• **GESTELLTE AUFGABE**:
Führe die Kommentardiskussion über Castro und Kuba im folgenden Auszug im Anschluss an ihren letzten Satz weiter.

Waldgänger aus Schwaben

28. November 2016 21:40

Castro spielte als Diktator in einer eigenen Liga. Er hat nicht nur seine Gegner, oder die, die er dafür hielt, gefoltert und ermordert.
Er war bereit sein gesamtes Volk und weitere Millionen von Menschen seinen Idealen zu opfern.
Während der Kuba-Krise forderte er Chruschtschow zum atomaren Erstschlag gegen die USA auf, für den Fall einer US-Invasion in Kuba.
Nach Beilegung der Krise äusserte er sich gegenüber Chruschtschow enttäuscht über dessen Nachgeben.

Und genau dieser Castro ist immer noch Vorbild der Salonlinken.
Jener Linken, die heute "no borders, no nations" schreien und wie ihr Vorbild bereit Völker für ihre Ideale drauf gehen zu lassen.

Wer meint an Castro noch ein gutes Haar lassen zu müsen, lese den Briefwechsel

Chruschtschow und Castro

Zitat daraus:

Viele Menschen, kubanische und sowjetische, die bereit waren, mit höchster Würde zu sterben, vergossen Tränen, als der plötzliche, unerwartete und praktisch bedingungslose Waffenabzug bekannt wurde.
...
Wir wussten, ..., dass wir, ..., im Falle eines Atomkriegs vernichtet worden wären.

Castro an Chruschtschow nach Beilegung der Kuba-Krise

H. M. Richter

28. November 2016 22:20

@ Desprecio

"Als ULTIMA RATIO bliebe dann nur noch die Sezession eines (oder gar
zweier ?) Bundesländer, beispielsweise Sachsen, quasi als Reservat für
die letzten Deutschen."
____________________________________________________

Nun stellen Sie sich gar Sachsen, Thüringen und Bayern als Zusammenschluß vor ...

Über die Durchführbarkeit des Austritts einzelner Bundesländer aus der Bundesrepublik gibt es m. W. unterschiedliche Rechtspositionen, -ausgeschlossen erscheint sie mir nicht.
____________________________________________________

Zu Kuba:

Ein einziger Umstand hinsichtlich des kommunistischen Regimes auf Kuba hat mir stets Respekt abverlangt - die Senkung der Säuglingssterblichkeit. Mehr nicht.

Raskolnikow

29. November 2016 07:28

Gerade,

kehre ich von meiner Morgenmotion zurück. Die eisige Luft injezierte mir genug Frische, um auf diesen etwas unglücklichen Kommentarverlauf eine dritte Sicht in Form einer Frage aufzuhäufen:

Wie kann man, und diese Frage sei an uns selbst gestellt, die wir außerhalb des linksliberalen Kindergartens im Wind stehen, wie kann man nun, vor allem obige Castro-Kritiker seien gefragt, gewaltfreier Demokrat sein und dieses Kriterium an fremde Politiker und ihre Methoden anlegen, aber gleichzeitig Männer wie Armin, Heinrich II., Karl Martell, Prinz Eugen, den Soldatenkönig, Napoleon, Stauffenberg usw. verehren?

• **VORLIEGENDE ANGABEN**:

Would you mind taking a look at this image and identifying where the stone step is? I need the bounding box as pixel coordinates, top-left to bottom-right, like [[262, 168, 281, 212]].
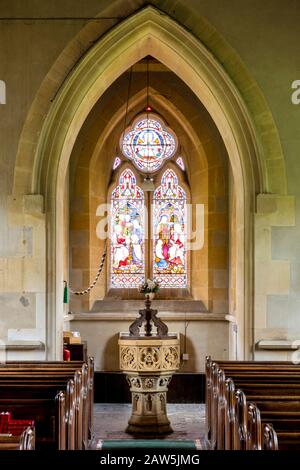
[[91, 299, 207, 313]]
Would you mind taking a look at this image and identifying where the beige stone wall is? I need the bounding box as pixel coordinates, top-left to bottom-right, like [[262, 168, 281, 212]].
[[0, 0, 300, 357], [71, 315, 232, 372]]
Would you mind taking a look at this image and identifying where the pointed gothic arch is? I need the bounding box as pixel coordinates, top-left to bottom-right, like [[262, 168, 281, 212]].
[[9, 7, 286, 358]]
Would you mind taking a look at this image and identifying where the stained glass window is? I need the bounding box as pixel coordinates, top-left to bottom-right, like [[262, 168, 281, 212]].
[[153, 169, 187, 287], [176, 157, 185, 171], [110, 169, 145, 288], [120, 115, 177, 173], [113, 157, 121, 170]]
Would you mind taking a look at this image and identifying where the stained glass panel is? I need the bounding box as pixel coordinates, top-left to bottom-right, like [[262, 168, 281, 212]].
[[153, 169, 187, 288], [176, 157, 185, 171], [110, 169, 145, 288], [113, 157, 121, 170], [120, 117, 177, 173]]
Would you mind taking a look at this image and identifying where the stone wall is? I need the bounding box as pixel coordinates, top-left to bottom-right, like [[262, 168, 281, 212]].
[[0, 0, 300, 357]]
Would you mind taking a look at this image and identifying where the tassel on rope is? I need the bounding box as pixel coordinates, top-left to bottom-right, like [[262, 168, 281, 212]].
[[64, 281, 69, 304], [70, 245, 106, 295]]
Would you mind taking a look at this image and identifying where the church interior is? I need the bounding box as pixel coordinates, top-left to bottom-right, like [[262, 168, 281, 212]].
[[0, 0, 300, 452]]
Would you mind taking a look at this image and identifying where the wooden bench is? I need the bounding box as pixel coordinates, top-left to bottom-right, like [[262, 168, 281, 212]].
[[206, 358, 300, 450], [0, 358, 94, 449], [0, 427, 35, 450]]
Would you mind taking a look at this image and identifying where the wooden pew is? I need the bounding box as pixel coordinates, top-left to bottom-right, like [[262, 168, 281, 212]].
[[0, 357, 94, 448], [206, 357, 300, 447], [206, 361, 300, 450], [0, 427, 35, 450], [0, 359, 93, 449]]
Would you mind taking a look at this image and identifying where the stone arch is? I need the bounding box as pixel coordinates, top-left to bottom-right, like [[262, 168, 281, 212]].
[[10, 6, 286, 357]]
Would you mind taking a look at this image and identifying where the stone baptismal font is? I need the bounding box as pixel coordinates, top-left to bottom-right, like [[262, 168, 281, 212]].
[[119, 296, 180, 435]]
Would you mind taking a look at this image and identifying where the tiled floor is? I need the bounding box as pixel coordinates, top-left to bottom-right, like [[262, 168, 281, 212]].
[[94, 403, 207, 448]]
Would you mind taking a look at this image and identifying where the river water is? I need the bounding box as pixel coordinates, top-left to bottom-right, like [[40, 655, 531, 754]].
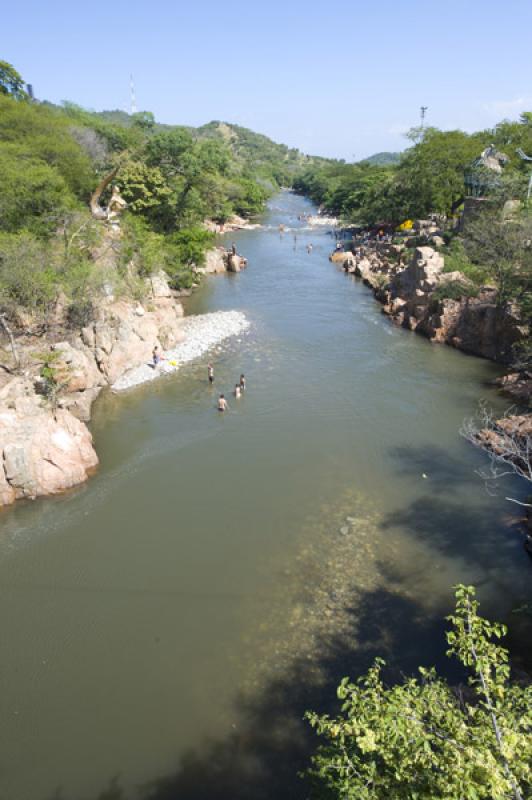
[[0, 193, 530, 800]]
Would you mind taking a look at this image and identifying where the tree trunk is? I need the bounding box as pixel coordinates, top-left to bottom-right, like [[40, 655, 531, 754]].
[[90, 167, 119, 219], [0, 314, 20, 369]]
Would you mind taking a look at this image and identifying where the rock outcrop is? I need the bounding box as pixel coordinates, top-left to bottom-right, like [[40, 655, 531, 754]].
[[331, 238, 528, 363], [0, 379, 98, 506], [201, 247, 248, 275]]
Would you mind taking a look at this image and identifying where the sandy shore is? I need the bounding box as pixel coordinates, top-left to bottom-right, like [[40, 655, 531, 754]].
[[111, 311, 249, 392]]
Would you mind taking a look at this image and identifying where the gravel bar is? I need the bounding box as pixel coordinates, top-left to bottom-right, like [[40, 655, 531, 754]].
[[111, 311, 249, 392]]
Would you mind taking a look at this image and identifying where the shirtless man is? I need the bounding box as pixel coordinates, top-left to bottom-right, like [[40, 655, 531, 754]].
[[152, 345, 164, 367]]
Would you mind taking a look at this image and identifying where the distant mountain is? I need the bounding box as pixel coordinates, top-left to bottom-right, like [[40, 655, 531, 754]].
[[361, 152, 401, 167]]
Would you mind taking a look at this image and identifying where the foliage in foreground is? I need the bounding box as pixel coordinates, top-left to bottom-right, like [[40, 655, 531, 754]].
[[307, 586, 532, 800]]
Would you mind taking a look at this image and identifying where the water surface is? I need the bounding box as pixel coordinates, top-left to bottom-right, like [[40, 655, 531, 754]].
[[0, 193, 530, 800]]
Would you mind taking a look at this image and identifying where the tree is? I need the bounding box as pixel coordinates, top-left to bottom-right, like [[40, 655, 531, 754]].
[[0, 61, 27, 100], [307, 586, 532, 800], [464, 207, 532, 311], [460, 403, 532, 508]]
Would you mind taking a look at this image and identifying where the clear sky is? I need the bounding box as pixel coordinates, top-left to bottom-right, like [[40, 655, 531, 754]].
[[4, 0, 532, 160]]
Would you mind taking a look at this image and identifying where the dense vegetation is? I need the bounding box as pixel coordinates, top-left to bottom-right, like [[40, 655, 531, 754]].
[[308, 586, 532, 800], [0, 57, 309, 326], [294, 123, 532, 225]]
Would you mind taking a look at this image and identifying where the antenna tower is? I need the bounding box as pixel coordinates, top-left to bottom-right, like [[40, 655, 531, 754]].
[[129, 75, 138, 114]]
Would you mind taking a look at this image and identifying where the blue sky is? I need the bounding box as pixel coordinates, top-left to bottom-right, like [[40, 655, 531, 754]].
[[4, 0, 532, 160]]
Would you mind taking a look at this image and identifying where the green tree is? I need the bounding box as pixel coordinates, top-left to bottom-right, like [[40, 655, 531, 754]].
[[307, 586, 532, 800], [464, 207, 532, 306], [0, 146, 74, 234], [0, 61, 27, 100]]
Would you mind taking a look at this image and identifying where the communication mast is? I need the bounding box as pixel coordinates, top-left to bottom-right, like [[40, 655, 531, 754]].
[[129, 75, 138, 114]]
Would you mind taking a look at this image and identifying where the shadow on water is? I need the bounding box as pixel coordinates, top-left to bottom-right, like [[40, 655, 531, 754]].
[[46, 588, 459, 800]]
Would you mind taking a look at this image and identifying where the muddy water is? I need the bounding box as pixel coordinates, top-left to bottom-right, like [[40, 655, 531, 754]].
[[0, 193, 530, 800]]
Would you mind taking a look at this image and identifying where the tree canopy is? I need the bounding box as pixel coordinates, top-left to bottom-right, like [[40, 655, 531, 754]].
[[308, 586, 532, 800]]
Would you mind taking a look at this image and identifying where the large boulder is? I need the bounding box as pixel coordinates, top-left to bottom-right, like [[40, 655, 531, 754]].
[[82, 302, 184, 384], [0, 403, 98, 505], [391, 247, 445, 302]]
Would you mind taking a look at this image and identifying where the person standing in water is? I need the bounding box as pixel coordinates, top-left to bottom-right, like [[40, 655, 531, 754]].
[[151, 345, 164, 367]]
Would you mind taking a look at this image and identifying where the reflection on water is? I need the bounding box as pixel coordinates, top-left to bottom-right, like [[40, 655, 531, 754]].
[[0, 194, 530, 800]]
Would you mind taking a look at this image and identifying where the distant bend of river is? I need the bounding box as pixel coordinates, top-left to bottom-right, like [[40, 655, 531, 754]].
[[0, 192, 530, 800]]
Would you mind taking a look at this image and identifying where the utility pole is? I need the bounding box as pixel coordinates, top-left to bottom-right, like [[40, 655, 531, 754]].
[[129, 75, 138, 114]]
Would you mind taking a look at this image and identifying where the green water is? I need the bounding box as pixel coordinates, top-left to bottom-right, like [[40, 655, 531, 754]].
[[0, 193, 530, 800]]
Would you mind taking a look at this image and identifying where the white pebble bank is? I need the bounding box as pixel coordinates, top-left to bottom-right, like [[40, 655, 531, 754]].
[[112, 311, 249, 392]]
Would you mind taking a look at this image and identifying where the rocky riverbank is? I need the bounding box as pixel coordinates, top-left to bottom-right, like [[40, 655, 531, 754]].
[[0, 266, 249, 507], [112, 311, 249, 392], [331, 234, 529, 364]]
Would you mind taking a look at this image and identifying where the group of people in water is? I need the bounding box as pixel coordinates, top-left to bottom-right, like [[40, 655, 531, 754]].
[[152, 345, 246, 411], [207, 363, 246, 411]]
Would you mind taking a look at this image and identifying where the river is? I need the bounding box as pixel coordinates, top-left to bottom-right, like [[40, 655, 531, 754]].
[[0, 192, 530, 800]]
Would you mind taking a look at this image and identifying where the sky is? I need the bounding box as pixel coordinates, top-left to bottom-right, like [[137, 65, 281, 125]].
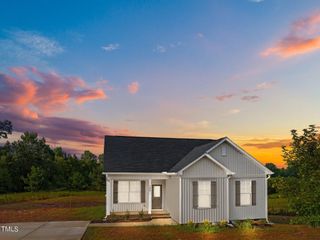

• **ERGEBNIS DER AUFGABE**:
Ist das nicht ebenso lächerlich, wie die trauernden Castro-Groupies für die Trump, Hofer, Höcke oder Petry menschenverachtende Teufel sind?

Der Verweis auf Demokratie, Wohlstand und Menschenrechte ist unsereiner einfach unwürdig, denn damit besudeln wir all die großen Männer, und Frauen, der Geschichte, die alle keine Demokraten, Minderheiten- oder Schwulenaktivisten waren, unter deren Regentschaft vielleicht auch Hunger herrschte und die noch wußten, wie man seinen Feinden die Fresse poliert.

Jene, die sich für wohlgeratene Anhänger von Aufklärung und Menschenrechten halten, seien daran erinnert, wie diese Schnapsideen in die Weltgeschichte traten!

Im übrigen ist Einer, der Verrätern eigenhändig in den Kopf schießt, bedeutend menschlicher, als ein Nobelpreisträger, der Tausende per Drohne aus seinem klimatisierten war room heraus zerfetzt ...

Pax vobiscum,

R.

Rumpelstilzchen

29. November 2016 09:24

Halleluja, Raskolnikow
ich wollte hier ja nichts schreiben, weil ich keine Ahnung habe, was so in Kuba abgeht, aber jetzt wurde ich, katholisch und BRD-sozialisiert und durch die kalte Morgenluft auch hier : aufgefrischt

Drei kleine Argumente gegen Ihre bestechende Logik

1. Das katholische Argument
vielleicht hätten wir mehr auf Ratzinger hören sollen:
https://www.katholisches.info/2013/06/29/bruder-von-leonardo-boff-wir-hatten-auf-ratzinger-horen-sollen/
2. das marxistisch-leninistische Argument, (noch immer wirksam in DDR-Sozialisierten), kenne ich aus der " Jungen Welt":
Auch die BRD verletzt die Menschenrechte, z. B. das Recht auf Arbeit ( finde den Fehler in diesem Vergleich)
3. das "alle Religionen sind gleich-Argument"
was habt ihr gegen die Frauenfeindlichkeit des Islam, auch die katholische Kirche ist frauenfeindlich, was habt ihr gegen Rotherham, auch katholische Priester vergreifen sich an kleinen Mädchen....

Wie scheidet man nun die Geister ? Um sich nicht für das Falsche zu begeistern ?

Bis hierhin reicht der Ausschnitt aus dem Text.